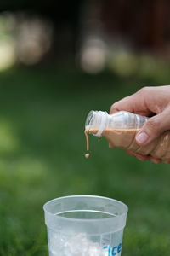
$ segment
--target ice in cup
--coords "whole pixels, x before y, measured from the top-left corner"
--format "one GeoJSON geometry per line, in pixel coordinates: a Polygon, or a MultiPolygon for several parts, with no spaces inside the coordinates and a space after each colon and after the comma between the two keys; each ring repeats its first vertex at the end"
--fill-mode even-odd
{"type": "Polygon", "coordinates": [[[128,207],[95,195],[71,195],[44,206],[49,256],[120,256],[128,207]]]}

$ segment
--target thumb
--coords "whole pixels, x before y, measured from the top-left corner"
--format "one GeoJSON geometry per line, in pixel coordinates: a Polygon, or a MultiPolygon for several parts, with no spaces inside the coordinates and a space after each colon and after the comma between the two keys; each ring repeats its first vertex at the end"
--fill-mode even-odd
{"type": "Polygon", "coordinates": [[[170,108],[149,119],[136,135],[139,145],[145,146],[158,137],[163,131],[170,130],[170,108]]]}

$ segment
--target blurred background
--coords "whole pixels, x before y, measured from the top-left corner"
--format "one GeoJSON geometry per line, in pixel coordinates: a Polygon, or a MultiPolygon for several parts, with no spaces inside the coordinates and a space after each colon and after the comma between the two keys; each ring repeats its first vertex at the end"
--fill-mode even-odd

• • • •

*What is expected*. Copy the lines above exactly as they appear, leaving out the pictures.

*Worked solution*.
$ segment
--target ice in cup
--coords "whole pixels, x before y, measured from the top-left corner"
--format "one GeoJSON geometry per line, in pixel coordinates: a Polygon, or a MultiPolygon for several parts, with no spaces inside the coordinates and a space after each colon and after the comma between the two keys; each ring repeats its first vertex at the end"
--fill-mode even-odd
{"type": "Polygon", "coordinates": [[[128,207],[95,195],[71,195],[44,206],[49,256],[120,256],[128,207]]]}

$ segment
--target thumb
--coords "whole pixels, x before y, measured from the top-left corner"
--format "one GeoJSON geometry per line, in pixel coordinates: a Polygon, or a MultiPolygon for several parts, with no spaces inside the coordinates and a space after each colon and after the comma between the two keys; each ring repeats its first vertex at the end"
--fill-mode even-odd
{"type": "Polygon", "coordinates": [[[170,108],[149,119],[136,135],[139,145],[145,146],[158,137],[163,131],[170,130],[170,108]]]}

$ segment
--target blurred background
--coords "whole pixels, x before y, measured from the top-left corner"
--format "one GeoJSON geometry per line, in pixel coordinates: a Polygon, or a MultiPolygon for several parts, with no spaces inside the coordinates and a space after each colon and after the comma between the two keys; each ring repeats its first vertex at the end"
--fill-mode even-odd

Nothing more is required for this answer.